Exercise passage START

SACRAMENTO, CA – California Gov. Arnold Schwarzenegger has outlined a bleak prognosis for the budget of the nation’s most populous state, and healthcare spending is one of the areas feeling the impact.
In his January address before the California legislature, Schwarzenegger said he would take a variety of steps to counteract an expected $14.5 billion deficit for the year. In declaring a fiscal emergency, he asked for across-the-board cuts of 10 percent, with reductions totaling about $2.7 billion in health and human services. Those cuts include $1.1 billion from Medi-Cal, California’s Medicaid program, in which some 6.6 million residents are enrolled.
State law requires California to have a balanced budget and gives the governor authority to make budget cuts to achieve that balance when the state is encountering certain emergencies.
The crisis could throw a curve at state legislators and voters, who would be asked to fund the additional cost of the healthcare reform package passed by the state’s Assembly just before the end of its 2007 session.
The reform package, the result of an agreement between Schwarzenegger and Assembly Speaker Fabian Nunez, would require all Californians to prove that they have health insurance.
The reform still needs approval from the state’s Senate and by the state’s voters, who would be asked to pass a referendum on the initiative. Several business groups in the state have vigorously opposed the proposal.

Exercise passage END

Work request A — Write out the part of the article on California's budget that begins at the words "In his January" and stops after the words "its 2007 session.".
Work request B — List every dollar amount mentioned in the article on California's budget.
Work request C — Continue the article on California's budget from its last sentence.
The material that comes next has no connection to the article on California's budget.

Stored data START

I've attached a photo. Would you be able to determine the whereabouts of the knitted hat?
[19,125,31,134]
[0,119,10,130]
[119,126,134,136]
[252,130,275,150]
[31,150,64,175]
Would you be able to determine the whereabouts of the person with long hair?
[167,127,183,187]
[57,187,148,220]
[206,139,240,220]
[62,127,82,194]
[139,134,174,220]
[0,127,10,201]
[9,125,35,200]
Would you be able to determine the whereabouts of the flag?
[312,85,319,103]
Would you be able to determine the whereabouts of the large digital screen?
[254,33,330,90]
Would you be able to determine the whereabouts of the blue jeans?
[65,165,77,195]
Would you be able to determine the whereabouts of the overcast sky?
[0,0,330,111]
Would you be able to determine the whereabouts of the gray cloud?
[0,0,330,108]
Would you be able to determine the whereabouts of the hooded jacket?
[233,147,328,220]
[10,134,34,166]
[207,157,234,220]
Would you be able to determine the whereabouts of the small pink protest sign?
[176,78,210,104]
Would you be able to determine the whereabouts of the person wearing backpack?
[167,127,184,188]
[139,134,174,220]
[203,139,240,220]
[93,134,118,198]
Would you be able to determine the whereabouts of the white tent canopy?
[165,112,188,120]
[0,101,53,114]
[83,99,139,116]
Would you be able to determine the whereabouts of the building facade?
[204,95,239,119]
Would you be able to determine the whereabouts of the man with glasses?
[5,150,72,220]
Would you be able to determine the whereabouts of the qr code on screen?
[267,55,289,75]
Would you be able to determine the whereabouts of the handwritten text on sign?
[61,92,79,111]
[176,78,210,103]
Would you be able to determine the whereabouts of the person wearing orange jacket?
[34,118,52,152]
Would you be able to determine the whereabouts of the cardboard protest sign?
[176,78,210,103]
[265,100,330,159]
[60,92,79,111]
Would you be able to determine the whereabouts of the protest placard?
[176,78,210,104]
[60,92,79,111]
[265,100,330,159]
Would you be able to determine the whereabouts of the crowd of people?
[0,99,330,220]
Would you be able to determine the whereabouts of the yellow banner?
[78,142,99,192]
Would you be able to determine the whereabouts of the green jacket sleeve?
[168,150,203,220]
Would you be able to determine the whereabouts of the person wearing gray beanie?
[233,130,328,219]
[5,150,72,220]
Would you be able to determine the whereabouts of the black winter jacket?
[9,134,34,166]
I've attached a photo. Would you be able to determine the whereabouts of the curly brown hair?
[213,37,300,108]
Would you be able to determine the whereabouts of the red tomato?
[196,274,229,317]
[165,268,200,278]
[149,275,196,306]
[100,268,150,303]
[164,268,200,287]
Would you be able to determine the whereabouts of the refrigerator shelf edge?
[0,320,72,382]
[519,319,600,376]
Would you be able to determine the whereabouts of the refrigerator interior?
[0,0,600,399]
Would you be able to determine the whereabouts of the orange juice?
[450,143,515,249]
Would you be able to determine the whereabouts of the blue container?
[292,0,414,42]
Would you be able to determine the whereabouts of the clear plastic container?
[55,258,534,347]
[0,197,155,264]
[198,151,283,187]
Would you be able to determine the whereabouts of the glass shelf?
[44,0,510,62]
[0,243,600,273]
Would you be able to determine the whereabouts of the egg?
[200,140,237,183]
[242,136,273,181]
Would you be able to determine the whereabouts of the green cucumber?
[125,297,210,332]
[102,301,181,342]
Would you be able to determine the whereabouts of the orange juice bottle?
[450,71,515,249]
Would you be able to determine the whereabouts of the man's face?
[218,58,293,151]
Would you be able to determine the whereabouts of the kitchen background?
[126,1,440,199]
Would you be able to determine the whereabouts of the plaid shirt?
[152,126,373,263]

Stored data END

Task result A —
In his January address before the California legislature, Schwarzenegger said he would take a variety of steps to counteract an expected $14.5 billion deficit for the year. In declaring a fiscal emergency, he asked for across-the-board cuts of 10 percent, with reductions totaling about $2.7 billion in health and human services. Those cuts include $1.1 billion from Medi-Cal, California’s Medicaid program, in which some 6.6 million residents are enrolled.
State law requires California to have a balanced budget and gives the governor authority to make budget cuts to achieve that balance when the state is encountering certain emergencies.
The crisis could throw a curve at state legislators and voters, who would be asked to fund the additional cost of the healthcare reform package passed by the state’s Assembly just before the end of its 2007 session.

Task result B —
$14.5 billion
$2.7 billion
$1.1 billion

Task result C —
Senate leader Don Perata has requested an independent fiscal analysis of the reform plan, and consumer groups already are weighing in with predictions of what could happen.
Last month, the Foundation for Taxpayer and Consumer Rights wrote a letter to the legislative analyst conducting the fiscal study to suggest that she consider cost overruns that the group said had affected a similar reform initiative in Massachusetts.
“Proponents will argue that a provision in (the California bill) to cap insurer overhead and profit at 15 percent will control costs … but without rate regulation, (the cap) actually may drive up premiums rather than control them,” the letter to analyst Elizabeth Hill stated.
The group contends Massachusetts is predicting a cost overrun for its program of $147 million for the year ending July 30, 2008. Extrapolating those results for a state the size of California could result in extra costs of $1.75 billion, it said.
The group also pointed to much lower-than-predicted employer contributions in Massachusetts, as well as higher premium costs and lower benefits than expected.